Print, in exact form, the lines below from the one containing "object: stone shield carving" through the one containing "object: headstone", and omit all others.
-- TASK INPUT follows --
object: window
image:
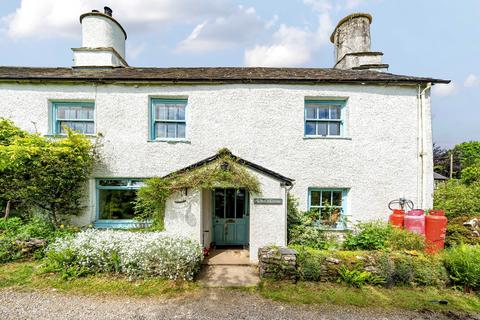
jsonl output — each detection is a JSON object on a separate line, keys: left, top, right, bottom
{"left": 308, "top": 188, "right": 347, "bottom": 229}
{"left": 305, "top": 100, "right": 345, "bottom": 137}
{"left": 95, "top": 179, "right": 145, "bottom": 227}
{"left": 150, "top": 98, "right": 187, "bottom": 140}
{"left": 52, "top": 102, "right": 95, "bottom": 135}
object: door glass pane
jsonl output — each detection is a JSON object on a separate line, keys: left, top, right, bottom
{"left": 99, "top": 189, "right": 137, "bottom": 220}
{"left": 330, "top": 106, "right": 341, "bottom": 119}
{"left": 305, "top": 121, "right": 316, "bottom": 135}
{"left": 235, "top": 189, "right": 246, "bottom": 218}
{"left": 317, "top": 122, "right": 328, "bottom": 136}
{"left": 332, "top": 191, "right": 342, "bottom": 206}
{"left": 214, "top": 189, "right": 224, "bottom": 218}
{"left": 329, "top": 122, "right": 340, "bottom": 136}
{"left": 310, "top": 191, "right": 321, "bottom": 206}
{"left": 226, "top": 189, "right": 235, "bottom": 219}
{"left": 322, "top": 191, "right": 332, "bottom": 206}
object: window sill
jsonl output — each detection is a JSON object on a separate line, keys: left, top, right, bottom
{"left": 45, "top": 134, "right": 98, "bottom": 138}
{"left": 303, "top": 136, "right": 352, "bottom": 140}
{"left": 148, "top": 138, "right": 191, "bottom": 144}
{"left": 94, "top": 219, "right": 151, "bottom": 229}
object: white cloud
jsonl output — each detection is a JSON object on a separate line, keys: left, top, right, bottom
{"left": 177, "top": 5, "right": 264, "bottom": 52}
{"left": 127, "top": 42, "right": 147, "bottom": 60}
{"left": 244, "top": 25, "right": 312, "bottom": 67}
{"left": 433, "top": 82, "right": 458, "bottom": 97}
{"left": 464, "top": 74, "right": 480, "bottom": 88}
{"left": 3, "top": 0, "right": 232, "bottom": 39}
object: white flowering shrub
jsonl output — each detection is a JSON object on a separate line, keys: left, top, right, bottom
{"left": 44, "top": 229, "right": 203, "bottom": 280}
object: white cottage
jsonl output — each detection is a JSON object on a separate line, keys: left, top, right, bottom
{"left": 0, "top": 8, "right": 448, "bottom": 261}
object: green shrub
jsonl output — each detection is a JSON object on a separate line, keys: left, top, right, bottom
{"left": 445, "top": 216, "right": 480, "bottom": 247}
{"left": 385, "top": 227, "right": 425, "bottom": 251}
{"left": 337, "top": 266, "right": 383, "bottom": 288}
{"left": 443, "top": 244, "right": 480, "bottom": 291}
{"left": 434, "top": 180, "right": 480, "bottom": 218}
{"left": 377, "top": 252, "right": 448, "bottom": 287}
{"left": 343, "top": 222, "right": 391, "bottom": 250}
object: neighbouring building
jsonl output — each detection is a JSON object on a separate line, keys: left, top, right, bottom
{"left": 0, "top": 8, "right": 449, "bottom": 261}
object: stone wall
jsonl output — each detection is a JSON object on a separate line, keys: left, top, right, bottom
{"left": 258, "top": 247, "right": 297, "bottom": 279}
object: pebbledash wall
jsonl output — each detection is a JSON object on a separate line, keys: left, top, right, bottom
{"left": 0, "top": 81, "right": 433, "bottom": 259}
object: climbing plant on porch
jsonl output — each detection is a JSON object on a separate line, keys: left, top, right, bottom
{"left": 134, "top": 148, "right": 261, "bottom": 230}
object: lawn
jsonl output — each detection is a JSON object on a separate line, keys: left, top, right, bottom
{"left": 254, "top": 281, "right": 480, "bottom": 314}
{"left": 0, "top": 261, "right": 198, "bottom": 297}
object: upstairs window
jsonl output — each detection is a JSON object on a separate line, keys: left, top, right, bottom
{"left": 308, "top": 188, "right": 347, "bottom": 230}
{"left": 52, "top": 102, "right": 95, "bottom": 135}
{"left": 305, "top": 100, "right": 345, "bottom": 137}
{"left": 150, "top": 98, "right": 187, "bottom": 140}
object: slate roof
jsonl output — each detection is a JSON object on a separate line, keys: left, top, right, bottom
{"left": 163, "top": 149, "right": 294, "bottom": 186}
{"left": 434, "top": 172, "right": 449, "bottom": 180}
{"left": 0, "top": 66, "right": 449, "bottom": 84}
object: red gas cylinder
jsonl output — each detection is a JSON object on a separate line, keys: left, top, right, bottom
{"left": 389, "top": 209, "right": 405, "bottom": 228}
{"left": 404, "top": 209, "right": 425, "bottom": 235}
{"left": 425, "top": 210, "right": 448, "bottom": 254}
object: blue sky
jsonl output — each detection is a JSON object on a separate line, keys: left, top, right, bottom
{"left": 0, "top": 0, "right": 478, "bottom": 147}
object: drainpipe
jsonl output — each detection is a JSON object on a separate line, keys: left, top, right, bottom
{"left": 417, "top": 82, "right": 432, "bottom": 209}
{"left": 284, "top": 183, "right": 294, "bottom": 246}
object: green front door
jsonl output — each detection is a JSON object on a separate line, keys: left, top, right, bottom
{"left": 212, "top": 188, "right": 249, "bottom": 246}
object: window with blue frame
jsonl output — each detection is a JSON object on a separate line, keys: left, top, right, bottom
{"left": 150, "top": 98, "right": 187, "bottom": 140}
{"left": 308, "top": 189, "right": 347, "bottom": 229}
{"left": 96, "top": 179, "right": 145, "bottom": 226}
{"left": 305, "top": 100, "right": 345, "bottom": 137}
{"left": 52, "top": 102, "right": 95, "bottom": 135}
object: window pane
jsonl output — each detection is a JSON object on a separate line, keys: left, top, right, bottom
{"left": 177, "top": 123, "right": 186, "bottom": 138}
{"left": 329, "top": 122, "right": 340, "bottom": 136}
{"left": 322, "top": 191, "right": 332, "bottom": 206}
{"left": 330, "top": 106, "right": 341, "bottom": 119}
{"left": 226, "top": 189, "right": 235, "bottom": 219}
{"left": 310, "top": 191, "right": 321, "bottom": 206}
{"left": 99, "top": 189, "right": 137, "bottom": 220}
{"left": 99, "top": 179, "right": 128, "bottom": 187}
{"left": 59, "top": 121, "right": 93, "bottom": 134}
{"left": 305, "top": 107, "right": 316, "bottom": 119}
{"left": 235, "top": 189, "right": 246, "bottom": 218}
{"left": 156, "top": 123, "right": 167, "bottom": 138}
{"left": 57, "top": 106, "right": 93, "bottom": 120}
{"left": 305, "top": 121, "right": 316, "bottom": 135}
{"left": 318, "top": 122, "right": 328, "bottom": 136}
{"left": 317, "top": 107, "right": 329, "bottom": 119}
{"left": 155, "top": 105, "right": 168, "bottom": 120}
{"left": 167, "top": 106, "right": 177, "bottom": 120}
{"left": 177, "top": 105, "right": 185, "bottom": 120}
{"left": 214, "top": 189, "right": 225, "bottom": 218}
{"left": 332, "top": 191, "right": 342, "bottom": 206}
{"left": 166, "top": 123, "right": 176, "bottom": 138}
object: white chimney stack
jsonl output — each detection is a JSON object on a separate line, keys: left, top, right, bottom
{"left": 72, "top": 7, "right": 128, "bottom": 67}
{"left": 330, "top": 13, "right": 388, "bottom": 71}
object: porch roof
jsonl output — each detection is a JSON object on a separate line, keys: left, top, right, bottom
{"left": 163, "top": 150, "right": 294, "bottom": 186}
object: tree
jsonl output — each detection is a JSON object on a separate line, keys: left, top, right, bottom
{"left": 0, "top": 118, "right": 97, "bottom": 226}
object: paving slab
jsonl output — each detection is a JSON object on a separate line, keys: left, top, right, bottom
{"left": 198, "top": 265, "right": 260, "bottom": 287}
{"left": 203, "top": 249, "right": 251, "bottom": 265}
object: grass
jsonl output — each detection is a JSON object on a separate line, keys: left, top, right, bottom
{"left": 0, "top": 261, "right": 198, "bottom": 297}
{"left": 254, "top": 281, "right": 480, "bottom": 314}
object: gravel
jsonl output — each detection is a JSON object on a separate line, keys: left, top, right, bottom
{"left": 0, "top": 288, "right": 477, "bottom": 320}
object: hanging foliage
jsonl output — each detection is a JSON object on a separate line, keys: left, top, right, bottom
{"left": 135, "top": 148, "right": 261, "bottom": 230}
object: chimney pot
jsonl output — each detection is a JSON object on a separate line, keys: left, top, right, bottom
{"left": 104, "top": 6, "right": 112, "bottom": 17}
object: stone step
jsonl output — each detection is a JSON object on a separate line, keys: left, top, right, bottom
{"left": 197, "top": 265, "right": 260, "bottom": 287}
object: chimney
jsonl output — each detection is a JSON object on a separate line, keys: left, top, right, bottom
{"left": 72, "top": 8, "right": 128, "bottom": 67}
{"left": 330, "top": 13, "right": 388, "bottom": 71}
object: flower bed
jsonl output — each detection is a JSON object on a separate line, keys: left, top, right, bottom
{"left": 44, "top": 229, "right": 203, "bottom": 280}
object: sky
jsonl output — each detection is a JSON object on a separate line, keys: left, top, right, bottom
{"left": 0, "top": 0, "right": 478, "bottom": 148}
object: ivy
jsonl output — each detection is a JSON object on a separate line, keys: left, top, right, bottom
{"left": 135, "top": 148, "right": 261, "bottom": 230}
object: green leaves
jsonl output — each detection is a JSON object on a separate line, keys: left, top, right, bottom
{"left": 0, "top": 118, "right": 96, "bottom": 225}
{"left": 443, "top": 244, "right": 480, "bottom": 292}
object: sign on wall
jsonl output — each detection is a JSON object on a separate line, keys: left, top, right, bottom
{"left": 254, "top": 198, "right": 283, "bottom": 205}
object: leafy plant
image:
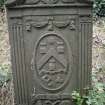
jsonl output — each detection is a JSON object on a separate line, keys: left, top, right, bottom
{"left": 0, "top": 64, "right": 12, "bottom": 87}
{"left": 72, "top": 83, "right": 105, "bottom": 105}
{"left": 0, "top": 0, "right": 6, "bottom": 8}
{"left": 72, "top": 91, "right": 85, "bottom": 105}
{"left": 72, "top": 82, "right": 105, "bottom": 105}
{"left": 87, "top": 84, "right": 105, "bottom": 105}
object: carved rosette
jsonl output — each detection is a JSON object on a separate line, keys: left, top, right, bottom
{"left": 32, "top": 33, "right": 72, "bottom": 91}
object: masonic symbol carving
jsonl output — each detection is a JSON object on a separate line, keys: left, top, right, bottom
{"left": 33, "top": 34, "right": 72, "bottom": 91}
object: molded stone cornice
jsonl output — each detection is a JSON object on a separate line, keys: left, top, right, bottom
{"left": 5, "top": 0, "right": 93, "bottom": 7}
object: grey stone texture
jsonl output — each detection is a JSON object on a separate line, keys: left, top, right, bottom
{"left": 6, "top": 0, "right": 93, "bottom": 105}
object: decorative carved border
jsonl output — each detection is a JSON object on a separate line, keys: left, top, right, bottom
{"left": 78, "top": 15, "right": 92, "bottom": 93}
{"left": 31, "top": 94, "right": 72, "bottom": 105}
{"left": 10, "top": 18, "right": 29, "bottom": 105}
{"left": 26, "top": 0, "right": 74, "bottom": 4}
{"left": 25, "top": 16, "right": 76, "bottom": 32}
{"left": 6, "top": 0, "right": 93, "bottom": 6}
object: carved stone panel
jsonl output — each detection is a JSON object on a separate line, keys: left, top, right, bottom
{"left": 25, "top": 16, "right": 76, "bottom": 32}
{"left": 5, "top": 0, "right": 93, "bottom": 6}
{"left": 78, "top": 16, "right": 92, "bottom": 92}
{"left": 32, "top": 33, "right": 72, "bottom": 91}
{"left": 6, "top": 1, "right": 93, "bottom": 105}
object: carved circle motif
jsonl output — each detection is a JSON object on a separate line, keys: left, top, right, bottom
{"left": 34, "top": 33, "right": 72, "bottom": 91}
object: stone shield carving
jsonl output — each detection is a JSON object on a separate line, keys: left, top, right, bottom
{"left": 32, "top": 33, "right": 72, "bottom": 91}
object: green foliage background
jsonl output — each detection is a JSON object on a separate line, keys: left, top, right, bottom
{"left": 93, "top": 0, "right": 105, "bottom": 17}
{"left": 0, "top": 64, "right": 11, "bottom": 86}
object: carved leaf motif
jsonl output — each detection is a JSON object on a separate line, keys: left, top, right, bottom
{"left": 53, "top": 21, "right": 70, "bottom": 28}
{"left": 41, "top": 0, "right": 59, "bottom": 4}
{"left": 32, "top": 21, "right": 48, "bottom": 28}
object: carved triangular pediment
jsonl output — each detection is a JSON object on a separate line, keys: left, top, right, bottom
{"left": 5, "top": 0, "right": 93, "bottom": 7}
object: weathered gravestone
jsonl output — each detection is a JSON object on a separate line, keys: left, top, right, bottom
{"left": 6, "top": 0, "right": 93, "bottom": 105}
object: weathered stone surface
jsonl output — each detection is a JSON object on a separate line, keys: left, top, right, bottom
{"left": 6, "top": 0, "right": 93, "bottom": 105}
{"left": 6, "top": 0, "right": 93, "bottom": 6}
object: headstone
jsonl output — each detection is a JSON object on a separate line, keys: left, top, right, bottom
{"left": 6, "top": 0, "right": 93, "bottom": 105}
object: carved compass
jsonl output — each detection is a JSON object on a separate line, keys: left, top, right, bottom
{"left": 32, "top": 33, "right": 72, "bottom": 91}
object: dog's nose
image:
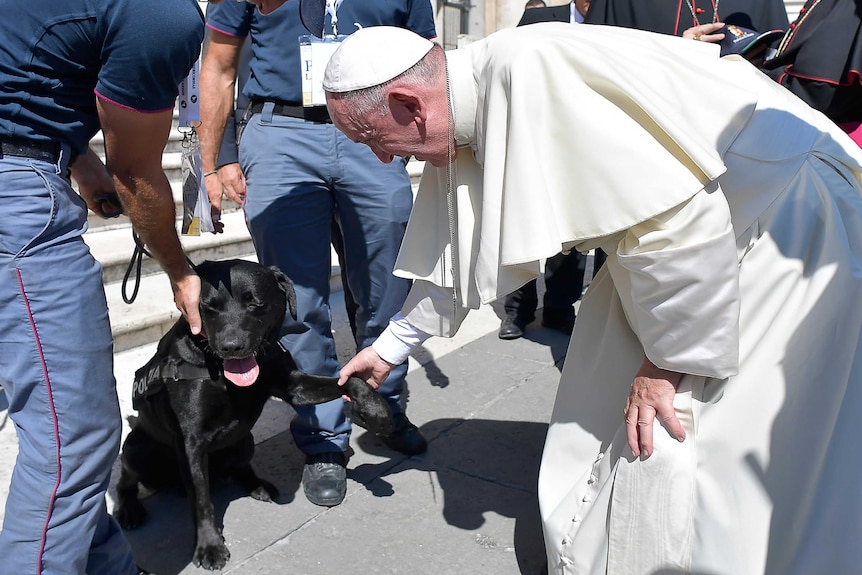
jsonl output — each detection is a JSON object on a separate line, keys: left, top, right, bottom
{"left": 217, "top": 335, "right": 249, "bottom": 358}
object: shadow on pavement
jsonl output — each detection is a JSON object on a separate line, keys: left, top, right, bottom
{"left": 113, "top": 428, "right": 306, "bottom": 574}
{"left": 353, "top": 417, "right": 549, "bottom": 575}
{"left": 116, "top": 416, "right": 549, "bottom": 575}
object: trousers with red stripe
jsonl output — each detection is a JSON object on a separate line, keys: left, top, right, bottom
{"left": 0, "top": 152, "right": 135, "bottom": 575}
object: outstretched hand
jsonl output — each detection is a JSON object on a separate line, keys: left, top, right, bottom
{"left": 338, "top": 346, "right": 395, "bottom": 390}
{"left": 683, "top": 22, "right": 725, "bottom": 44}
{"left": 624, "top": 357, "right": 685, "bottom": 459}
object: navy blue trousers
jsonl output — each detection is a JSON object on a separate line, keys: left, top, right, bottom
{"left": 0, "top": 154, "right": 135, "bottom": 574}
{"left": 240, "top": 104, "right": 413, "bottom": 454}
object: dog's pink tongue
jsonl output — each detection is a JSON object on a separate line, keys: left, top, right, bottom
{"left": 223, "top": 356, "right": 260, "bottom": 387}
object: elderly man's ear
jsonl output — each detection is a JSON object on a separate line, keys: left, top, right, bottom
{"left": 389, "top": 90, "right": 426, "bottom": 126}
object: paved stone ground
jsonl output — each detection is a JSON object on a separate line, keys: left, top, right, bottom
{"left": 0, "top": 279, "right": 581, "bottom": 575}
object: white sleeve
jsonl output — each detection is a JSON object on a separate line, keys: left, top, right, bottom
{"left": 399, "top": 279, "right": 471, "bottom": 338}
{"left": 372, "top": 312, "right": 433, "bottom": 365}
{"left": 607, "top": 187, "right": 741, "bottom": 379}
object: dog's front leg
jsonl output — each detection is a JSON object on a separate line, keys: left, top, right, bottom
{"left": 176, "top": 437, "right": 231, "bottom": 571}
{"left": 114, "top": 429, "right": 149, "bottom": 529}
{"left": 283, "top": 372, "right": 394, "bottom": 436}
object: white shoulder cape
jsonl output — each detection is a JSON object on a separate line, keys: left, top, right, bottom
{"left": 394, "top": 24, "right": 759, "bottom": 335}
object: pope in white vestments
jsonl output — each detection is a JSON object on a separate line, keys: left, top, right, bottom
{"left": 322, "top": 23, "right": 862, "bottom": 575}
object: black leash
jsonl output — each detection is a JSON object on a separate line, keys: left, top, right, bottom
{"left": 121, "top": 231, "right": 149, "bottom": 304}
{"left": 121, "top": 230, "right": 197, "bottom": 304}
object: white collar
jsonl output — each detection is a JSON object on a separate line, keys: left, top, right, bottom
{"left": 445, "top": 48, "right": 478, "bottom": 149}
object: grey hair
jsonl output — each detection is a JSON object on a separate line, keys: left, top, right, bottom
{"left": 329, "top": 44, "right": 445, "bottom": 118}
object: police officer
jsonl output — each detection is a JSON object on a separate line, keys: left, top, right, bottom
{"left": 0, "top": 0, "right": 204, "bottom": 572}
{"left": 199, "top": 0, "right": 436, "bottom": 509}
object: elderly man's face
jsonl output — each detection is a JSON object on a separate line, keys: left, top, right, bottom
{"left": 327, "top": 93, "right": 452, "bottom": 167}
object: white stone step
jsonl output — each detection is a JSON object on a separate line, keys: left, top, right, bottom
{"left": 85, "top": 205, "right": 252, "bottom": 285}
{"left": 85, "top": 148, "right": 425, "bottom": 353}
{"left": 90, "top": 209, "right": 254, "bottom": 351}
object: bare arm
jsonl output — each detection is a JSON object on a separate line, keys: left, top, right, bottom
{"left": 199, "top": 30, "right": 244, "bottom": 222}
{"left": 96, "top": 97, "right": 202, "bottom": 334}
{"left": 70, "top": 146, "right": 123, "bottom": 219}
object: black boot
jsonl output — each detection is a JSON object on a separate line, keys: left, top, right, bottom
{"left": 498, "top": 314, "right": 528, "bottom": 340}
{"left": 302, "top": 451, "right": 347, "bottom": 507}
{"left": 351, "top": 408, "right": 428, "bottom": 455}
{"left": 381, "top": 412, "right": 428, "bottom": 455}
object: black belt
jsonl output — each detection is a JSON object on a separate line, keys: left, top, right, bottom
{"left": 249, "top": 100, "right": 331, "bottom": 123}
{"left": 1, "top": 137, "right": 62, "bottom": 163}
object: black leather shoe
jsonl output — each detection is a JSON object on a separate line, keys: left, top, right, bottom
{"left": 302, "top": 451, "right": 347, "bottom": 507}
{"left": 498, "top": 314, "right": 527, "bottom": 340}
{"left": 381, "top": 413, "right": 428, "bottom": 455}
{"left": 350, "top": 407, "right": 428, "bottom": 456}
{"left": 541, "top": 313, "right": 575, "bottom": 335}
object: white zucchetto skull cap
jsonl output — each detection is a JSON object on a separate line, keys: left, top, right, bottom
{"left": 323, "top": 26, "right": 434, "bottom": 93}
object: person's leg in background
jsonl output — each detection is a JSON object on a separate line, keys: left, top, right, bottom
{"left": 592, "top": 248, "right": 607, "bottom": 276}
{"left": 0, "top": 157, "right": 136, "bottom": 575}
{"left": 333, "top": 134, "right": 427, "bottom": 456}
{"left": 541, "top": 251, "right": 587, "bottom": 335}
{"left": 330, "top": 217, "right": 358, "bottom": 337}
{"left": 241, "top": 108, "right": 352, "bottom": 507}
{"left": 499, "top": 280, "right": 539, "bottom": 340}
{"left": 499, "top": 250, "right": 589, "bottom": 339}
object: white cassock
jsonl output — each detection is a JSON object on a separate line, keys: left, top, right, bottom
{"left": 389, "top": 23, "right": 862, "bottom": 574}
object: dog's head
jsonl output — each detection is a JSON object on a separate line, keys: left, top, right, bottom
{"left": 195, "top": 260, "right": 297, "bottom": 387}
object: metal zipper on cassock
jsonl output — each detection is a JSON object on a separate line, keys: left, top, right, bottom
{"left": 444, "top": 59, "right": 459, "bottom": 322}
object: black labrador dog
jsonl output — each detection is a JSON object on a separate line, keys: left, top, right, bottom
{"left": 113, "top": 259, "right": 392, "bottom": 570}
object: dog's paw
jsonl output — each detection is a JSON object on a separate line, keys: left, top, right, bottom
{"left": 114, "top": 500, "right": 148, "bottom": 530}
{"left": 344, "top": 377, "right": 394, "bottom": 436}
{"left": 249, "top": 478, "right": 279, "bottom": 502}
{"left": 193, "top": 540, "right": 231, "bottom": 571}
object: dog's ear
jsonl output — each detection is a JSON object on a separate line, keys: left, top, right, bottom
{"left": 269, "top": 266, "right": 298, "bottom": 320}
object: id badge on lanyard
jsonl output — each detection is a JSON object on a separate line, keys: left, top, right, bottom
{"left": 176, "top": 57, "right": 214, "bottom": 235}
{"left": 299, "top": 0, "right": 348, "bottom": 107}
{"left": 177, "top": 57, "right": 200, "bottom": 127}
{"left": 299, "top": 35, "right": 346, "bottom": 106}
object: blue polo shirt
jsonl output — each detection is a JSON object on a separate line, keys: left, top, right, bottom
{"left": 0, "top": 0, "right": 204, "bottom": 156}
{"left": 205, "top": 0, "right": 437, "bottom": 104}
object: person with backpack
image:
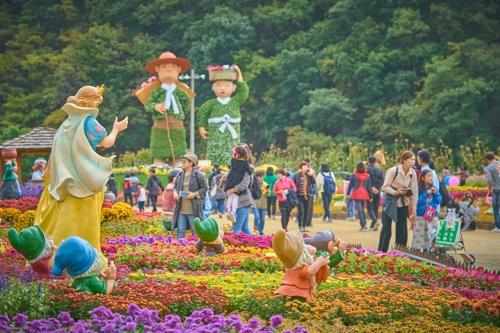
-- TASK INPUT concluded --
**YOUR SOLUTION:**
object: stone shield carving
jsonl output — each detection is a JSON object on a separate line, keys: left, top, right, bottom
{"left": 32, "top": 33, "right": 72, "bottom": 91}
object: green foliage background
jsonl output — each detection is a JSON object on a separate line, keys: left, top, right, bottom
{"left": 93, "top": 0, "right": 105, "bottom": 17}
{"left": 0, "top": 64, "right": 11, "bottom": 86}
object: carved leaf motif
jsonl output — each detection is a JSON object on a separate line, keys: left, top, right, bottom
{"left": 53, "top": 21, "right": 70, "bottom": 28}
{"left": 41, "top": 0, "right": 59, "bottom": 4}
{"left": 32, "top": 21, "right": 48, "bottom": 28}
object: carved triangular pediment
jsonl output — each detection is a JSON object on a separate line, keys: left, top, right, bottom
{"left": 5, "top": 0, "right": 93, "bottom": 7}
object: weathered gravestone
jsonl output — each detection is a JSON object on a separate line, keys: left, top, right, bottom
{"left": 6, "top": 0, "right": 93, "bottom": 105}
object: weathered stone surface
jsonl output — each detection is a JSON object on a separate line, keys: left, top, right, bottom
{"left": 6, "top": 0, "right": 93, "bottom": 105}
{"left": 6, "top": 0, "right": 93, "bottom": 6}
object: headstone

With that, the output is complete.